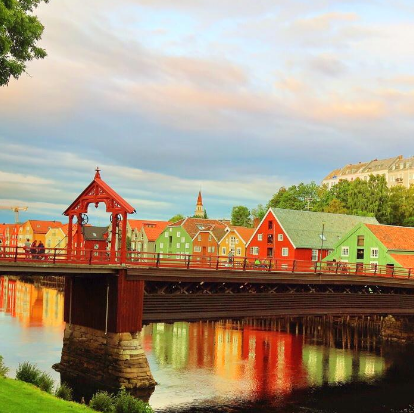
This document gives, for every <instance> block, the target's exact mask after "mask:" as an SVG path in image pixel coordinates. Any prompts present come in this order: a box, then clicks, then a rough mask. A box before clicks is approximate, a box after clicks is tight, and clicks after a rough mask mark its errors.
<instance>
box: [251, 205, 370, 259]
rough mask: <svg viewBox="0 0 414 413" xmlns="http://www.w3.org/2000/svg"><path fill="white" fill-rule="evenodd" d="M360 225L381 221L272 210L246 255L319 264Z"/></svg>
mask: <svg viewBox="0 0 414 413" xmlns="http://www.w3.org/2000/svg"><path fill="white" fill-rule="evenodd" d="M359 223H367V224H378V221H377V220H376V219H375V218H372V217H359V216H354V215H344V214H329V213H325V212H310V211H296V210H290V209H281V208H269V210H268V211H267V213H266V215H265V217H264V218H263V220H262V222H261V223H260V225H259V226H258V227H257V228H256V230H255V232H254V234H253V236H252V237H251V239H250V241H249V242H248V244H247V249H248V251H247V254H248V256H249V257H252V258H256V257H257V258H259V259H266V258H269V259H277V260H303V261H318V260H320V259H321V258H325V257H326V256H327V255H328V253H329V252H330V250H332V249H333V248H334V246H335V244H336V243H337V242H338V240H339V239H340V238H341V237H343V236H344V235H345V234H346V233H347V232H348V231H350V230H351V229H352V228H353V227H354V226H355V225H357V224H359ZM321 251H322V252H321Z"/></svg>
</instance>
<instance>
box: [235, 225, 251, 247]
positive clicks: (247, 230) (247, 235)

· · · · · · ·

◆ **EXERCISE**
Out of the entries, report each line that contains the word "clicks".

◆ **EXERCISE SOLUTION**
This document gives, for every <instance> block, the target's exact mask after "mask:" as an SVG path in image pixel coordinates. Any prompts present come in this order: a box, then clicks, then a rough mask. A box before clicks is approximate, a box after clicks is tight, and clicks after a rough mask mark its errors.
positive clicks: (247, 230) (247, 235)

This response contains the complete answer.